### EXTRACTED RECORDS ###

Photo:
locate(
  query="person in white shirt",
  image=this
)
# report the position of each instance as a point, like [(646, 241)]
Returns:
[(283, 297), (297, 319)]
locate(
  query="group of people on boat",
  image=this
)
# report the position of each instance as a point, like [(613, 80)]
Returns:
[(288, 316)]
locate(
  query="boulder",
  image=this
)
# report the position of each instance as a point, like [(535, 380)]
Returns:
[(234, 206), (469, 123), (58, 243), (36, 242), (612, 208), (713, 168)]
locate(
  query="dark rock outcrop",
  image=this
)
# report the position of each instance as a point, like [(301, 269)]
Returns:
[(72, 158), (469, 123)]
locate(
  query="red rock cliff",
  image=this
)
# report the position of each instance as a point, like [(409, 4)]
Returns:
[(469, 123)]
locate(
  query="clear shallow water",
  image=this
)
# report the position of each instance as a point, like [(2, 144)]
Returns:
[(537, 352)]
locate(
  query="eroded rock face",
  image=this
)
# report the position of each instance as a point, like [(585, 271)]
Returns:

###

Each line of the data that holds "report" should be copied.

# report the position of each instance as a point, like [(646, 241)]
# report the position of each instance as a point, like [(613, 80)]
# report the position of each instance as a point, like [(535, 380)]
# report the position of each instance as a point, like [(301, 269)]
# report the position of each instance as a point, like [(409, 4)]
# report the position of each instance as a point, like [(2, 144)]
# report the position of each instance as a point, like [(585, 271)]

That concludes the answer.